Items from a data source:
◆ ◆ ◆ ◆ ◆ ◆ ◆

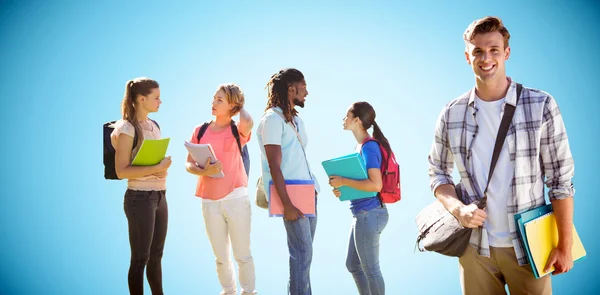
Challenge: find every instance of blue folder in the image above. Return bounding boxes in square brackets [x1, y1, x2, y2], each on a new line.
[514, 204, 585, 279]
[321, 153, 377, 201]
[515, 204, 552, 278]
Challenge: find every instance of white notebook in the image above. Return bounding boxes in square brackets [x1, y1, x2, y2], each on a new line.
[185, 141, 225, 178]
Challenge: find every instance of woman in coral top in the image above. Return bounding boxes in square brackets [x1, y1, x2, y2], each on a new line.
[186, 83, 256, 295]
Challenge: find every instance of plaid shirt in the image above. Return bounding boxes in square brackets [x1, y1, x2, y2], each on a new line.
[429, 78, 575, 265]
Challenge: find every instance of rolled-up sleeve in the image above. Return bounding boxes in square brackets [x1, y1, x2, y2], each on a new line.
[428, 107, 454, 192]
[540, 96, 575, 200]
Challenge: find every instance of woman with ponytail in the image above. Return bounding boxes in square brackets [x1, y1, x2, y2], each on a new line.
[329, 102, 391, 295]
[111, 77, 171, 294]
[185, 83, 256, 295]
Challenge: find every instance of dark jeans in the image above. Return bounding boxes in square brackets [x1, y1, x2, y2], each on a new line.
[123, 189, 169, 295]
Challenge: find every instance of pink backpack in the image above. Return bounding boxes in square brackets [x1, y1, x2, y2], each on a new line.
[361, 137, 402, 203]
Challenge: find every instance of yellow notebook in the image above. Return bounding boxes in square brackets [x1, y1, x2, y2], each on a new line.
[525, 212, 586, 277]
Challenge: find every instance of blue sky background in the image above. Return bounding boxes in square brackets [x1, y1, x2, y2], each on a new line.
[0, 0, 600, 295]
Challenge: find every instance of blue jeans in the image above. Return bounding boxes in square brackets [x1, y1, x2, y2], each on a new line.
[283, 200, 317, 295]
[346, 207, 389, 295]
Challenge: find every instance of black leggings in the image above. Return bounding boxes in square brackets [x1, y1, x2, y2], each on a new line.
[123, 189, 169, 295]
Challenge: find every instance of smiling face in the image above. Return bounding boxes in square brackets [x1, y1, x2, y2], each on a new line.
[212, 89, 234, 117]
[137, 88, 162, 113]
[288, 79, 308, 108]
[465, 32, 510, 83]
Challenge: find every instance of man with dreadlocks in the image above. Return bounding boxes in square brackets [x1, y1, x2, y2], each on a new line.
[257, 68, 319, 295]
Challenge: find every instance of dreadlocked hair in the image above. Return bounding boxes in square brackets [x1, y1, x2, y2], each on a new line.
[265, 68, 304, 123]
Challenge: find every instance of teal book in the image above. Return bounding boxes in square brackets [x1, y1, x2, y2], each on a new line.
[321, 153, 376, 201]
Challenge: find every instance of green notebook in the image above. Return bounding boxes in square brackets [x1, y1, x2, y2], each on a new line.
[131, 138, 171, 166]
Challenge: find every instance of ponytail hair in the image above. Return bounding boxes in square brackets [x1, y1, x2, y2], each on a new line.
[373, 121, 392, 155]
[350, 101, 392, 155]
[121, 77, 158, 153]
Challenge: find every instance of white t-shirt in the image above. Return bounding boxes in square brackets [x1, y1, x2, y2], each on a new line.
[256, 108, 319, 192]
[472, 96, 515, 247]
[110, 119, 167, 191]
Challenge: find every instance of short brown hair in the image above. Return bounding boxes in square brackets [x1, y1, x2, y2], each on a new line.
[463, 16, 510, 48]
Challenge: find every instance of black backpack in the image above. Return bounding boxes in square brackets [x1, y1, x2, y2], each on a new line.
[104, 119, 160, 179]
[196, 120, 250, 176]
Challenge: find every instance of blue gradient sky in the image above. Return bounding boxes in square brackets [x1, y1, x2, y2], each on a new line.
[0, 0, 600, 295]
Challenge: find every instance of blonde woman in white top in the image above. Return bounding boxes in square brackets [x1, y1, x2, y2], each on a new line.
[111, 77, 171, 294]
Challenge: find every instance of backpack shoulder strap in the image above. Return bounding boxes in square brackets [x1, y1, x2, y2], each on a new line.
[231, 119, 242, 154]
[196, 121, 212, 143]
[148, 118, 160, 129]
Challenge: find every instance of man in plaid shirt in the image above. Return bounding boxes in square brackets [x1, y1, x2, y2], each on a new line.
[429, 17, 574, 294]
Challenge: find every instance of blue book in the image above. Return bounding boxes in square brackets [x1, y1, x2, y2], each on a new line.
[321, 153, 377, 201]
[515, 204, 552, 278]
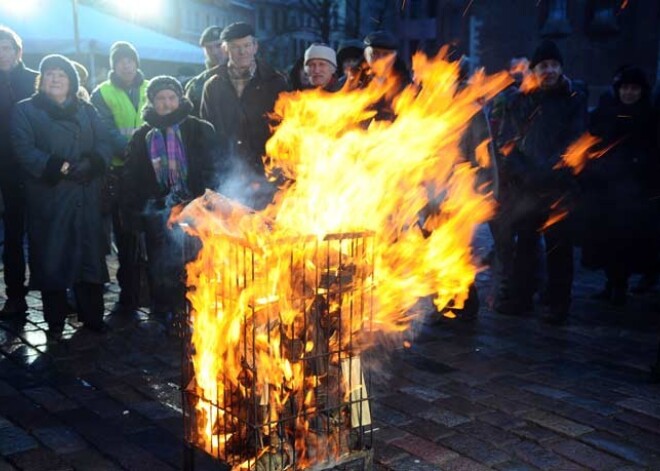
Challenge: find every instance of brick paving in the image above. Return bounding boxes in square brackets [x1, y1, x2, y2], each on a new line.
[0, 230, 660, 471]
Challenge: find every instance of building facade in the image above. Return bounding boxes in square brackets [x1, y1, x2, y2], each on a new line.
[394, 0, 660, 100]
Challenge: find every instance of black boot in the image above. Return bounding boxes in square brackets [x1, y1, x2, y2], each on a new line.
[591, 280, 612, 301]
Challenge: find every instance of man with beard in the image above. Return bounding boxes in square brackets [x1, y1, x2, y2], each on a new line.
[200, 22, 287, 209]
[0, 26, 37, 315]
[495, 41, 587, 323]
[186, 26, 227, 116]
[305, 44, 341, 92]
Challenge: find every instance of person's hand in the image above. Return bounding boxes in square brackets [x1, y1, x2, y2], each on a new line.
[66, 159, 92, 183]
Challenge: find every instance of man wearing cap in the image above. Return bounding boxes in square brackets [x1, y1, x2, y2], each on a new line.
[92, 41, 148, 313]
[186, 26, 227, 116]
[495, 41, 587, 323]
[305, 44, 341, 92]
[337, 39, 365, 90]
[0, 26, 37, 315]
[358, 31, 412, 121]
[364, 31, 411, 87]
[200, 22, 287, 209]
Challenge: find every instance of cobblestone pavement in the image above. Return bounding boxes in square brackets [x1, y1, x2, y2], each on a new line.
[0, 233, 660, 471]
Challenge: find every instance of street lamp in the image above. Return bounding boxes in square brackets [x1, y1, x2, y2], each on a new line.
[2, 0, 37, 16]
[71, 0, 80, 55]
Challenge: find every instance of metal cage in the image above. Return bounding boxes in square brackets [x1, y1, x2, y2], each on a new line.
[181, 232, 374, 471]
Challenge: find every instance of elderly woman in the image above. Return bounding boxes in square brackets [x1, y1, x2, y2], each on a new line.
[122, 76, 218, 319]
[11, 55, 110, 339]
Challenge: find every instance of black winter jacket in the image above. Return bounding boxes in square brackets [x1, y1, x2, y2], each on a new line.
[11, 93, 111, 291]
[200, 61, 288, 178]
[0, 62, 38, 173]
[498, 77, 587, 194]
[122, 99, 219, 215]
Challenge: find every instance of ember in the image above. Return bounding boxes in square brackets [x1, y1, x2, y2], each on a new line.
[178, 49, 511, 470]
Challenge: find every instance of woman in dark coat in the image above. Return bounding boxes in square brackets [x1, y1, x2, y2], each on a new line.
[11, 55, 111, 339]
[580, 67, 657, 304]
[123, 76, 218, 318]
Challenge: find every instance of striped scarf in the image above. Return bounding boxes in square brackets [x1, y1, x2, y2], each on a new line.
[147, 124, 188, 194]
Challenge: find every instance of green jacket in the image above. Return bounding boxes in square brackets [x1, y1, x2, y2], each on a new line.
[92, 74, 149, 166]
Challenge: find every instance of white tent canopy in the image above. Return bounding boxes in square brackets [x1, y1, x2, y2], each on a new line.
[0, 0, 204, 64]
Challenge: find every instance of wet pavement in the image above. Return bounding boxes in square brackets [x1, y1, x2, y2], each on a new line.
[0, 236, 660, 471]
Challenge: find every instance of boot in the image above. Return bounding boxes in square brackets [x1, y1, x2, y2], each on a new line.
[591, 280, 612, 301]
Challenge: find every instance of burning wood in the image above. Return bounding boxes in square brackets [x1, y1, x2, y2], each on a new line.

◆ ◆ ◆ ◆ ◆ ◆ ◆

What you need to do: Update the lines from the one with "Challenge: find every instance of brick" up to and including the one with "[394, 0, 660, 100]": put "shop front" in place of "building facade" and leave everything else as it is.

Answer in full:
Challenge: find every instance of brick paving in the image above. Return bounding boxes in square brackets [x1, y1, x2, y2], each on a new line.
[0, 230, 660, 471]
Challenge: find every instance of shop front in the image above. Return bounding boxes in square brackets [x1, y1, x2, y2], each on a new line.
[394, 0, 660, 100]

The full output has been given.